◆ WHAT YOU NEED TO DO: Rewrite the lines below, substituting "image coordinates" for every occurrence of "pixel coordinates" and leaving everything else as it is.

◆ DATASET:
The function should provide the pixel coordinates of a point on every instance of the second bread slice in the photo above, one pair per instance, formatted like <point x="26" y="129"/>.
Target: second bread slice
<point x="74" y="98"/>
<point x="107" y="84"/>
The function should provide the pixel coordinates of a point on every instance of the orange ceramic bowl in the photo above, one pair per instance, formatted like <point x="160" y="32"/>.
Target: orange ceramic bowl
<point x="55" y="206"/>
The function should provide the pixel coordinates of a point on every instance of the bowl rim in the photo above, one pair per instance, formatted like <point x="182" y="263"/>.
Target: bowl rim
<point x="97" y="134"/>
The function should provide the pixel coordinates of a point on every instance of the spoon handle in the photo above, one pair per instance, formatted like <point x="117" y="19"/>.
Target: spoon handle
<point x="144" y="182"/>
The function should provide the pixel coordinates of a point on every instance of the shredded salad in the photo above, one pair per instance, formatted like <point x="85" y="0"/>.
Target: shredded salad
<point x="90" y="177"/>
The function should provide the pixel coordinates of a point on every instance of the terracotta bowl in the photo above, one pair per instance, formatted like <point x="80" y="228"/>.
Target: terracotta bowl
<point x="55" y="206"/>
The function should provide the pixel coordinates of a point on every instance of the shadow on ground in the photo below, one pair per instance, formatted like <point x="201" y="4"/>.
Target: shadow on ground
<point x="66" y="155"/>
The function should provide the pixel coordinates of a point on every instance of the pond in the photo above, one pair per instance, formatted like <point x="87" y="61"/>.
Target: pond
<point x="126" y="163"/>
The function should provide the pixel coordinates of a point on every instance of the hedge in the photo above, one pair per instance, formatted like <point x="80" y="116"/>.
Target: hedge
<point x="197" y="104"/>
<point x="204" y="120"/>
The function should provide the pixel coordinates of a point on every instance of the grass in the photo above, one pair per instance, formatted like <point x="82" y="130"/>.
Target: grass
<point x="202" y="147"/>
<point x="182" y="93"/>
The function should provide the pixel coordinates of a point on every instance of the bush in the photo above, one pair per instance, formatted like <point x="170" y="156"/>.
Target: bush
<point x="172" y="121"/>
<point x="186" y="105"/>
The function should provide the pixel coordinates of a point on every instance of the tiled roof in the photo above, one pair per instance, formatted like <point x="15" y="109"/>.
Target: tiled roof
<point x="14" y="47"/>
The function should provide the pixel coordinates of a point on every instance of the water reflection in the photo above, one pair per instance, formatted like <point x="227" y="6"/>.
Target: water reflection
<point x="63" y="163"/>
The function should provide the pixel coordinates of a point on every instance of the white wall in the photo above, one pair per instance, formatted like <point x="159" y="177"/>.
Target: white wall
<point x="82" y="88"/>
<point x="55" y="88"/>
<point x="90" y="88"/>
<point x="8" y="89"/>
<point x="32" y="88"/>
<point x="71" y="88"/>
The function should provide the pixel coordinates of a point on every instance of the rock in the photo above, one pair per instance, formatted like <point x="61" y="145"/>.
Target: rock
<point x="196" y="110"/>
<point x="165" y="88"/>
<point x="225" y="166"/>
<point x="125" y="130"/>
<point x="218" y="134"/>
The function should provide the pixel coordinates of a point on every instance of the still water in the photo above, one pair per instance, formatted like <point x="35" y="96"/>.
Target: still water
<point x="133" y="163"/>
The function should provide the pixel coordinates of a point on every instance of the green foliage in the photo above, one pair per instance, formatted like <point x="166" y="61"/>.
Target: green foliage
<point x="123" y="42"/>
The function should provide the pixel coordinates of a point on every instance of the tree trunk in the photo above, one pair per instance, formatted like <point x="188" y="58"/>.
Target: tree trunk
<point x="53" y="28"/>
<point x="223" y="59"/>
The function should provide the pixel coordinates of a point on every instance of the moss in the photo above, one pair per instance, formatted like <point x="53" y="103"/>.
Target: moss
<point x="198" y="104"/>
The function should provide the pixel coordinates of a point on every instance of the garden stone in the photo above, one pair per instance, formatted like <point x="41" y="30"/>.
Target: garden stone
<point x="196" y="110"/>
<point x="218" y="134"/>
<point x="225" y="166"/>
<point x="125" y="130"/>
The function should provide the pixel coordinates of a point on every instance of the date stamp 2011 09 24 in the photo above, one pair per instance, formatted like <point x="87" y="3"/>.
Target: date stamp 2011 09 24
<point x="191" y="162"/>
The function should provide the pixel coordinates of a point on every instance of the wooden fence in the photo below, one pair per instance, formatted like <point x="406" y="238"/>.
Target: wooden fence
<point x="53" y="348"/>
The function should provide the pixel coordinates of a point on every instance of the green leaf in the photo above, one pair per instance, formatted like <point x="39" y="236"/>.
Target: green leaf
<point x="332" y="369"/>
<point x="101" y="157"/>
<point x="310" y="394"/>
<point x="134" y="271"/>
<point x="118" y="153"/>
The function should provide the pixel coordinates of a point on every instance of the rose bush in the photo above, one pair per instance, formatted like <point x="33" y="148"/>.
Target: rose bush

◆ OUTPUT FOR THIS TASK:
The function should provide the image coordinates of a point on every instance of the second bread slice in the photo above, one pair per instance, formatted like <point x="26" y="129"/>.
Target: second bread slice
<point x="74" y="98"/>
<point x="107" y="84"/>
The function should provide the image coordinates of a point on every instance of the orange ceramic bowl in the photo above, one pair per instance, formatted like <point x="160" y="32"/>.
Target: orange ceramic bowl
<point x="55" y="206"/>
The function should provide the image coordinates of a point on every instance of the bowl rim in the photo above, one pair per instance, formatted like <point x="182" y="263"/>.
Target: bowl rim
<point x="97" y="134"/>
The function should provide the image coordinates of a point on every instance of the spoon handle in the photo above, one pair per instance, formatted like <point x="117" y="19"/>.
Target: spoon handle
<point x="144" y="182"/>
The function should provide the image coordinates of a point on every instance of the shredded salad in the photo above, one pair per instance, formatted like <point x="85" y="0"/>.
Target: shredded salad
<point x="90" y="177"/>
The function should provide the image coordinates of a point on every instance of the terracotta bowl in the photo above, one pair per instance, formatted like <point x="80" y="228"/>.
Target: terracotta bowl
<point x="55" y="206"/>
The function should provide the image coordinates of a point on every instance of the shadow on ground in the photo below, one pair per instance, formatted like <point x="201" y="4"/>.
Target: shadow on ground
<point x="66" y="155"/>
The function should provide the image coordinates of a point on every instance of the pond in the photo above, one pair per instance, formatted like <point x="87" y="61"/>.
Target: pond
<point x="126" y="163"/>
The function should provide the image coordinates of a point on every instance of the hedge in the photo above, one pair per instance, formatted like <point x="80" y="116"/>.
Target: hedge
<point x="197" y="104"/>
<point x="204" y="120"/>
The function should provide the image coordinates of a point on every instance of the grass in the photo above, one pair per instance, formatted like <point x="82" y="130"/>.
Target: grass
<point x="202" y="147"/>
<point x="182" y="93"/>
The function should provide the image coordinates of a point on every instance of the bush in the photo above, one pair per instance, formatted like <point x="170" y="156"/>.
Target: bush
<point x="172" y="121"/>
<point x="186" y="105"/>
The function should provide the image coordinates of a point on every instance of the tiled roof in the photo above, one pair per instance, formatted like <point x="15" y="109"/>.
Target: tiled roof
<point x="14" y="47"/>
The function should provide the image coordinates of a point on every instance of the water reflection in the photo above, one pair per instance, formatted like <point x="227" y="6"/>.
Target: water reflection
<point x="63" y="163"/>
The function should provide the image coordinates of a point on every instance of the white wall in the photo above, one pair per instance, formatted like <point x="159" y="177"/>.
Target: white wall
<point x="82" y="88"/>
<point x="55" y="88"/>
<point x="90" y="88"/>
<point x="8" y="89"/>
<point x="32" y="88"/>
<point x="71" y="88"/>
The function should provide the image coordinates of a point on every instance of the rock in the photo above, one pair per instance, formatted like <point x="61" y="145"/>.
Target: rock
<point x="196" y="110"/>
<point x="165" y="88"/>
<point x="225" y="166"/>
<point x="125" y="130"/>
<point x="218" y="134"/>
The function should provide the image coordinates of a point on every instance of the still water in the photo above, one pair per instance, formatted like <point x="35" y="96"/>.
Target: still water
<point x="133" y="163"/>
The function should provide the image coordinates of a point on every instance of the green foliage in the photo above, one pair per instance, formatted like <point x="166" y="61"/>.
Target: green foliage
<point x="123" y="42"/>
The function should provide the image coordinates of a point on every instance of the tree trunk in the photo above, one pair per instance, formatted like <point x="188" y="58"/>.
Target: tree trunk
<point x="53" y="28"/>
<point x="223" y="59"/>
The function should provide the image coordinates of a point on every instance of the moss in the photo above, one pair per instance, formatted like <point x="53" y="103"/>.
Target: moss
<point x="198" y="104"/>
The function should provide the image coordinates of a point on every instance of the garden stone in the photo above, one pair per instance, formatted like <point x="41" y="30"/>.
Target: garden stone
<point x="196" y="110"/>
<point x="218" y="134"/>
<point x="225" y="166"/>
<point x="125" y="130"/>
The function should provide the image coordinates of a point on every instance of the date stamp 2011 09 24 in the photo above, one pair per instance, formatted like <point x="87" y="3"/>.
Target: date stamp 2011 09 24
<point x="191" y="162"/>
The function should provide the image coordinates of a point on every instance of the wooden fence in the photo below, one pair per instance, formatted like <point x="406" y="238"/>.
Target: wooden fence
<point x="53" y="348"/>
The function should provide the image coordinates of a point on every instance of the green leaf in the photo above, one pair per instance, formatted like <point x="39" y="236"/>.
Target: green leaf
<point x="332" y="369"/>
<point x="101" y="157"/>
<point x="310" y="394"/>
<point x="134" y="271"/>
<point x="118" y="153"/>
The function should provide the image coordinates of a point on every instance of the rose bush in the photo above, one pair per instance, formatted like <point x="33" y="148"/>.
Target: rose bush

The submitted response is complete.